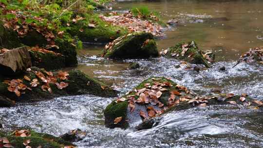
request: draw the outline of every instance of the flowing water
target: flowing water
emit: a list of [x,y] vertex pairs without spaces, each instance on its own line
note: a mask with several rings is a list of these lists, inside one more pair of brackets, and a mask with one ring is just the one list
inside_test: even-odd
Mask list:
[[[125,10],[147,5],[160,12],[165,20],[176,18],[178,26],[158,41],[159,49],[180,40],[196,40],[203,50],[212,50],[217,62],[198,73],[186,70],[180,61],[163,57],[115,61],[96,56],[101,46],[79,52],[77,68],[120,91],[120,95],[152,76],[165,76],[200,94],[211,89],[223,92],[247,93],[263,100],[263,66],[235,60],[249,48],[263,45],[262,0],[160,0],[118,2],[113,10]],[[127,70],[138,62],[137,70]],[[220,71],[224,66],[226,71]],[[8,130],[30,127],[59,135],[76,128],[87,136],[79,148],[262,148],[263,111],[227,105],[172,112],[160,117],[160,124],[140,131],[131,125],[126,130],[104,125],[103,109],[114,98],[90,95],[72,96],[18,107],[0,108],[0,123]]]

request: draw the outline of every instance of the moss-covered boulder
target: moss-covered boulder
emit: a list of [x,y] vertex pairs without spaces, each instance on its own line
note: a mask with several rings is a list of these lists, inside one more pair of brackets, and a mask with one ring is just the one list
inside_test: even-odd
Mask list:
[[[171,111],[186,110],[195,107],[231,104],[254,108],[263,103],[243,94],[200,96],[187,88],[164,77],[147,79],[132,91],[109,104],[104,111],[105,125],[110,128],[127,128],[129,124],[154,117]],[[154,120],[145,121],[138,129],[150,128]]]
[[[2,51],[0,50],[0,52]],[[31,60],[27,48],[25,47],[8,51],[5,49],[0,56],[0,74],[16,75],[25,71],[31,67]]]
[[32,67],[22,74],[11,78],[4,77],[3,79],[4,81],[0,82],[0,94],[16,102],[35,102],[82,94],[113,97],[117,93],[103,82],[77,70],[68,73],[51,73]]
[[15,101],[0,95],[0,107],[10,107],[15,106]]
[[5,139],[5,144],[13,146],[5,148],[24,148],[26,146],[29,146],[36,148],[60,148],[66,146],[75,146],[74,144],[65,141],[61,138],[29,130],[21,130],[13,132],[0,131],[0,139],[1,138]]
[[159,56],[150,33],[135,32],[120,37],[105,46],[103,56],[111,58],[135,58]]
[[17,33],[11,28],[4,27],[3,25],[3,23],[0,20],[0,46],[7,49],[21,46]]
[[193,41],[180,42],[162,51],[161,54],[167,58],[173,58],[196,64],[203,64],[210,67],[210,63],[215,58],[212,52],[205,53],[199,50]]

------------------------------------

[WHAT THE TASK ASKS] Find each line in the listing that contains the word "boulder" and copy those lines. Treat uppercase and lowercase letters as different.

[SOLUTION TO THIS EXERCISE]
request: draw the outline of every instance of the moss-covered boulder
target: moss-covered boulder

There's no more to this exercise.